[Mesa-dev] [PATCH] radeonsi: enable denorms for 64-bit and 16-bit floats

Tue Feb 9 00:48:57 UTC 2016

FWIW, D3D requires round-toward-zero for conversion to FP16 colorbuffers.

radeonsi does the same: round-toward-zero for colorbuffers and
round-to-nearest-even for the GLSL packing functions. This looks like
an inconsistency that may cause issues though.

Marek

On Tue, Feb 9, 2016 at 1:12 AM, Roland Scheidegger <sroland at vmware.com> wrote:
> Am 09.02.2016 um 00:53 schrieb Ian Romanick:
>> On 02/08/2016 03:37 PM, Roland Scheidegger wrote:
>>> Am 09.02.2016 um 00:02 schrieb Ian Romanick:
>>>> On 02/08/2016 12:38 PM, Marek Olšák wrote:
>>>>> On Mon, Feb 8, 2016 at 5:08 PM, Tom Stellard <tom at stellard.net> wrote:
>>>>>> On Sat, Feb 06, 2016 at 01:15:42PM +0100, Marek Olšák wrote:
>>>>>>> From: Marek Olšák <marek.olsak at amd.com>
>>>>>>>
>>>>>>> This fixes FP16 conversion instructions for VI, which has 16-bit floats,
>>>>>>> but not SI & CI, which can't disable denorms for those instructions.
>>>>>>
>>>>>> Do you know why this fixes FP16 conversions?  What does the OpenGL
>>>>>> spec say about denormal handing?
>>>>>
>>>>> Yes, I know why. The patch explain everything as far as I can see
>>>>> though. What isn't clear?
>>>>>
>>>>> SI & CI: Don't support FP16. FP16 conversions are hardcoded to emit
>>>>> and accept FP16 denormals.
>>>>> VI: Supports FP16. FP16 denormal support is now configurable and
>>>>> affects FP16 conversions as well.(shared setting with FP64).

**TASK INSTRUCTIONS**
• a. Please answer these about the radeonsi denormal thread:
(i) What rounding does D3D require when converting to FP16 colorbuffers?
(ii) What rounding does radeonsi use for the GLSL packing functions?
(iii) Which hardware generation supports FP16?
• b. Extend the radeonsi denormal thread, starting right after its final sentence.
The lines placed after this thread aren't needed.

**DATA**
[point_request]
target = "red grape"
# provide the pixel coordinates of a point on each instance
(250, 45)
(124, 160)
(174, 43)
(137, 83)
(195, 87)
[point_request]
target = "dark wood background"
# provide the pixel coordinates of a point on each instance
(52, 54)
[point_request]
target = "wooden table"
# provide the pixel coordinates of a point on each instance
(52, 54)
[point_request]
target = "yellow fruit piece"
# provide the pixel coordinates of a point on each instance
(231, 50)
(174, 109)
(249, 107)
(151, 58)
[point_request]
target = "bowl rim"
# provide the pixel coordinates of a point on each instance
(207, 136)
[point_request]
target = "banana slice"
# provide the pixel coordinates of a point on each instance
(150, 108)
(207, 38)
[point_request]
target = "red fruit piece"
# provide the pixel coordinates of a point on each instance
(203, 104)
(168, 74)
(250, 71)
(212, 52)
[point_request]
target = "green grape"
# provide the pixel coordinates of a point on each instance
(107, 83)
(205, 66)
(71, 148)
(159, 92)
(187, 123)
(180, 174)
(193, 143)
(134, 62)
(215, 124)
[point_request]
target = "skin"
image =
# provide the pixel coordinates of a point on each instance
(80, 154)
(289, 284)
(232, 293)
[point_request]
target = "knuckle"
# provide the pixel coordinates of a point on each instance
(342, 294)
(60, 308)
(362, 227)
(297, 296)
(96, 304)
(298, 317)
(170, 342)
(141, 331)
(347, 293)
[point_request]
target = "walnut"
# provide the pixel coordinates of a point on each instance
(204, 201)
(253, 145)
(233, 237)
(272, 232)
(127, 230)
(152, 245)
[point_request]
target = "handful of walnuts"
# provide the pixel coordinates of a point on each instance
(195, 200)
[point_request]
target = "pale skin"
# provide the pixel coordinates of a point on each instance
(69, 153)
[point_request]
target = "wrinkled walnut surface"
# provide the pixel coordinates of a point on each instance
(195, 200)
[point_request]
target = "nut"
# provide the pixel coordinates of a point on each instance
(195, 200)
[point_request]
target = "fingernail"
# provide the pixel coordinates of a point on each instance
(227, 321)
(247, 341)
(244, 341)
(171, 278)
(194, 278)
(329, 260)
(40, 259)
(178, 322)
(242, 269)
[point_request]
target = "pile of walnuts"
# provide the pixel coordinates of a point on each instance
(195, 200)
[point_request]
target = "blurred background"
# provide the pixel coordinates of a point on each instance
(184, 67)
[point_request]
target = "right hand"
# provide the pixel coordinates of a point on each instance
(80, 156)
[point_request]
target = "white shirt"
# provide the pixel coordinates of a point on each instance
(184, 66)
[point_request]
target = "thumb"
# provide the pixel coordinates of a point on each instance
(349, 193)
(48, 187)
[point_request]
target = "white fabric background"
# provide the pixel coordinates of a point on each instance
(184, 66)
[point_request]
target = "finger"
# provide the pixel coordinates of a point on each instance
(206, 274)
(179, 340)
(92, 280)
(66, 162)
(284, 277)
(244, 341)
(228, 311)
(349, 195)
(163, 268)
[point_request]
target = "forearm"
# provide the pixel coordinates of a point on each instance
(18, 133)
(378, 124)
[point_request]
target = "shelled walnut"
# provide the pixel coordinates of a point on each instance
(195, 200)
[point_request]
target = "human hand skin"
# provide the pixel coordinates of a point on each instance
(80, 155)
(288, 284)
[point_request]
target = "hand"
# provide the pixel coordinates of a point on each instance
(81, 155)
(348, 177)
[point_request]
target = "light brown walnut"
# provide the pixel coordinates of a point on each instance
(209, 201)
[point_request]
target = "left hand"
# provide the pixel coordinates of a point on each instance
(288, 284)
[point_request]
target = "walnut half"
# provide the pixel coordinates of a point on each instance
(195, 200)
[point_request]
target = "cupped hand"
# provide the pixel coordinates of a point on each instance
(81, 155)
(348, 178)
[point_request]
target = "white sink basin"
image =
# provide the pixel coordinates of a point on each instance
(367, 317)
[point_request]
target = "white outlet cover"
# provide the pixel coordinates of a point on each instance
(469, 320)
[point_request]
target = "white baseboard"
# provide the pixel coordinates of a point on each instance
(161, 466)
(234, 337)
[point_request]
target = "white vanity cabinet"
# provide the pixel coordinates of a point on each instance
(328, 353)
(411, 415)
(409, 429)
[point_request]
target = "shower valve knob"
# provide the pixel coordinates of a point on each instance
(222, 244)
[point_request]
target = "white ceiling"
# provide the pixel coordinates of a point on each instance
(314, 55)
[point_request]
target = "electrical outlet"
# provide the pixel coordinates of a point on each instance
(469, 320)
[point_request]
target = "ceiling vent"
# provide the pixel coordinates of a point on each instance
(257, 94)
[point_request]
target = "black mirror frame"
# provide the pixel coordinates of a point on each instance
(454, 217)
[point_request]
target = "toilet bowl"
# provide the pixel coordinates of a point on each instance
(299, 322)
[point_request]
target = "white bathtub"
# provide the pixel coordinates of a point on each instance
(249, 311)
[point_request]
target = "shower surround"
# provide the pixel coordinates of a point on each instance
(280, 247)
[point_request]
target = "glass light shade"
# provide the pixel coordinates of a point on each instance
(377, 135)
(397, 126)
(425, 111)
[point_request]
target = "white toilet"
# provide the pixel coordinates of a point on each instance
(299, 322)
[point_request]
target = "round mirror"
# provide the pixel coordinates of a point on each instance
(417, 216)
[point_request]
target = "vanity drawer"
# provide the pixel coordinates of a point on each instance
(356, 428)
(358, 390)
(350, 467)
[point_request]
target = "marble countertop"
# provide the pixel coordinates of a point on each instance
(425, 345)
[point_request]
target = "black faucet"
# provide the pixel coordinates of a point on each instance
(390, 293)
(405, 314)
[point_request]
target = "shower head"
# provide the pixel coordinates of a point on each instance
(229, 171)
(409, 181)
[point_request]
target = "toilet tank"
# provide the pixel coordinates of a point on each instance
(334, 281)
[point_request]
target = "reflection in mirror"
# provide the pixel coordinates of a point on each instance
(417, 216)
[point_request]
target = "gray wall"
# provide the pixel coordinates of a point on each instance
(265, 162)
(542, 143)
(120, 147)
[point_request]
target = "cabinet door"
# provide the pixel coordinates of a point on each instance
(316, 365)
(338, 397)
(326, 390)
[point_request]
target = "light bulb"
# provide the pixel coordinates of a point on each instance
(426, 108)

**ANSWERS IN ORDER**
• a.
(i) Round-toward-zero.
(ii) Round-to-nearest-even.
(iii) VI.

• b.
>>>>>
>>>>> OpenGL doesn't require denormals. Piglit does. I think this is
>>>>> incorrect piglit behavior.
>>>>
>>>> I submitted a public spec bug for this issue:
>>>>
>>>> https://urldefense.proofpoint.com/v2/url?u=https-3A__www.khronos.org_bugzilla_show-5Fbug.cgi-3Fid-3D1460&d=BQIDaQ&c=Sqcl0Ez6M0X8aeM67LKIiDJAXVeAw-YihVMNtXt-uEs&r=Vjtt0vs_iqoI31UfJxBl7yv9I2FeiaeAYgMTLKRBc_I&m=wf_-p9zXClKi6rlzphb6XSztBDs8LgFs5sHmLe6XksM&s=LSXF0wJDqDbzYPJ2Vq96RZlxflw--IPmOYlRKgcPgXg&e=
>>>>
>>>> I'm investigating whether a similar bug is needed for the SPIR-V
>>>> specification.
>>>>
>>>> I think an argument can be made for either the flush-to-zero or
>>>> non-flush-to-zero behavior in the case of unpackHalf2x16 and (possibly)
>>>> packHalf2x16.  The only place in the GLSL 4.50.5 specification that
>>>> mentions subnormal values is section 4.7.1 (Range and Precision).
>>>>
>>>>     "The precision of stored single- and double-precision floating-point
>>>>     variables is defined by the IEEE 754 standard for 32-bit and 64-bit
>>>>     floating-point numbers....Any denormalized value input into a
>>>>     shader or potentially generated by any operation in a shader can be
>>>>     flushed to 0."
>>>>
>>>> Since there is no half-precision type in desktop GLSL, there is no
>>>> mention of 16-bit subnormal values.  As Roland mentioned before, all
>>>> 16-bit subnormal values values are 32-bit normal values.
>>>>
>>>> As I mentioned before, from the point of view of an application
>>>> developer, the flush-to-zero behavior for unpackHalf2x16 is both
>>>> surprising and awful. :)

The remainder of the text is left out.